Begin

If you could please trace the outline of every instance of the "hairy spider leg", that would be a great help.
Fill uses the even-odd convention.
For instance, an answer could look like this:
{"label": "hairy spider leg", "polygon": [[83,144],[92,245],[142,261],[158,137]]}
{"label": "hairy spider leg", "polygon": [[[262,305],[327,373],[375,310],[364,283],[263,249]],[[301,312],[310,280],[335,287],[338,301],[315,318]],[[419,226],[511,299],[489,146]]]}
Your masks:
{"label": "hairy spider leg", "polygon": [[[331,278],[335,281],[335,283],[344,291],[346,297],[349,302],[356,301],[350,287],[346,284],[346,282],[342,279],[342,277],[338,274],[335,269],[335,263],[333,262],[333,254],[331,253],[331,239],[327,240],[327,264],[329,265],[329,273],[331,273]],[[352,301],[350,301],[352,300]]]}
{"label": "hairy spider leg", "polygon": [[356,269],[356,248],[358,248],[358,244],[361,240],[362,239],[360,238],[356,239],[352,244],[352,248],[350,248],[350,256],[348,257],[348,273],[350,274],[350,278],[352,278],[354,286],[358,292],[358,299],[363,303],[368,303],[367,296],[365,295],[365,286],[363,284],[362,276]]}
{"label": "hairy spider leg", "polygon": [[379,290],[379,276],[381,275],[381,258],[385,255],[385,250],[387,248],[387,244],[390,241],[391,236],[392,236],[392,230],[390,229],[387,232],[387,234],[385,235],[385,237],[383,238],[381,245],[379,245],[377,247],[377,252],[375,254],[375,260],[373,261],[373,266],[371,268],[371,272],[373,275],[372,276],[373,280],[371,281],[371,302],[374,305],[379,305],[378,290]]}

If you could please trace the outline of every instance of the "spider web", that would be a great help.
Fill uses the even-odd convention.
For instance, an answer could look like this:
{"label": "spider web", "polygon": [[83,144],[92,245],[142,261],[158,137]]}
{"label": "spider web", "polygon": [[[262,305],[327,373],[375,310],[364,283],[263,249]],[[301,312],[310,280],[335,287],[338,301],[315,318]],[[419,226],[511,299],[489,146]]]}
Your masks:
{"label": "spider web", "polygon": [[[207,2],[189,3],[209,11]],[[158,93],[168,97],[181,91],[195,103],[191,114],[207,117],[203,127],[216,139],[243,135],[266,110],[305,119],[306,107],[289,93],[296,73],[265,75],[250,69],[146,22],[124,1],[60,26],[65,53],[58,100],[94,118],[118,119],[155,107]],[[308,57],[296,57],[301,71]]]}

End

The request
Pull out every line of the records that contains the word "trace". Case counts.

The solution
If you could please trace the outline of every instance of the "hairy spider leg", that would be a great help.
If you could please trace the outline of every instance of the "spider web", that would be a great help.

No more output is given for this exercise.